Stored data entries
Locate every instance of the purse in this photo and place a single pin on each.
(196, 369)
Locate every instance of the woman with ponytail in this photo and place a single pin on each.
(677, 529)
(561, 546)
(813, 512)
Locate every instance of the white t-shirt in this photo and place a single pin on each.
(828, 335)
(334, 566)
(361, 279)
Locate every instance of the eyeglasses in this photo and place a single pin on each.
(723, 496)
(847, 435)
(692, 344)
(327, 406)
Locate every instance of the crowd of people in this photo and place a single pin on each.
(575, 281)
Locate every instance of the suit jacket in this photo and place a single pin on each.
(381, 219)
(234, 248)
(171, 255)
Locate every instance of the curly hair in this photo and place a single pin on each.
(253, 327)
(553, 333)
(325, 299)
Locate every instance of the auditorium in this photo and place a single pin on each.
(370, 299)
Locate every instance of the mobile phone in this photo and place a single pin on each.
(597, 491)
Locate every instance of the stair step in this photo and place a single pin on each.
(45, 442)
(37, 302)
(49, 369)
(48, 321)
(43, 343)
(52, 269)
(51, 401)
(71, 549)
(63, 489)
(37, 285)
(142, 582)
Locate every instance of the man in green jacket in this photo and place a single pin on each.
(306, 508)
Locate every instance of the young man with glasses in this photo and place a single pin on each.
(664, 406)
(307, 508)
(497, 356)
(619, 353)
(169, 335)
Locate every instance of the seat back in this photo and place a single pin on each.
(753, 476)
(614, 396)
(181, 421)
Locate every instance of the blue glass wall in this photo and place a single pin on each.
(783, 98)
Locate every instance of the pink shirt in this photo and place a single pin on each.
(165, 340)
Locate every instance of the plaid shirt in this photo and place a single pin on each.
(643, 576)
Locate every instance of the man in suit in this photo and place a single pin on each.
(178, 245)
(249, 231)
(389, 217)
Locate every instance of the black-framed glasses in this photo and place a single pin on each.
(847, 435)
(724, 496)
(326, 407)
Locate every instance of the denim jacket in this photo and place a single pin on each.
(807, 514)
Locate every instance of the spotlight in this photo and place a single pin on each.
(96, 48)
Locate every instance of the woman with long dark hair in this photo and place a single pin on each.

** Requirements **
Reproduce every one of the lines above, word for word, without changing anything.

** The answer **
Locate every instance of the purse in this photo and place a single pin on each.
(196, 369)
Locate every instance of the woman with ponytail in this photo and place a single pin on each.
(677, 529)
(561, 546)
(813, 512)
Locate every instance of the white t-shirt in this photo and place a single pin on each.
(828, 335)
(334, 566)
(361, 279)
Locate every instance of the eyeglasses in this photo and place a single pin on each.
(723, 496)
(847, 435)
(692, 344)
(327, 406)
Locate every instance of the crowd of people in this photo and place a single pin on each.
(575, 281)
Locate every instance of the suit jacket in this photo and place a single pin on each.
(381, 219)
(234, 248)
(171, 255)
Locate every instance of the curly hair in this photo and place a single pin on each.
(253, 327)
(553, 333)
(325, 299)
Locate every instance of the auditorium in this photo and place a single pin on each.
(370, 299)
Locate every instance of the mobile phone in this photo and place a single pin on each.
(597, 491)
Locate every instance of the stair step in this photo and place a single pin on each.
(45, 442)
(37, 302)
(49, 369)
(48, 321)
(43, 343)
(52, 269)
(51, 401)
(71, 549)
(63, 489)
(37, 285)
(142, 582)
Locate every instance of the man in green jacket in this photo and place a single pin on each.
(306, 508)
Locate every instance of the young man with glasses in this photo and place a single pin on each.
(664, 406)
(307, 508)
(497, 356)
(619, 353)
(169, 335)
Locate every instance of the seat back in this photo and place a single pin on each.
(753, 476)
(614, 396)
(181, 421)
Locate every instance of the blue glass wall in this photo and place a single pin on each.
(783, 98)
Locate every instance of the pink shirt in this photo and place a single pin on each.
(165, 340)
Locate every instance of the plaid shirt in this photo and place a single pin on each.
(643, 576)
Locate every instance of the man in suit in this photo and place a single pin on each.
(178, 245)
(249, 231)
(389, 217)
Locate every instance of the black-framed glasses in this photo and place a single pin on each.
(847, 435)
(724, 496)
(326, 407)
Locate every instance of the denim jacket in this photo and place a single pin on each.
(807, 514)
Locate every instance of the spotlight in this photo and place a single pin on each.
(96, 48)
Locate every instance of the woman with long dark hair in this photo and place a single pin on each.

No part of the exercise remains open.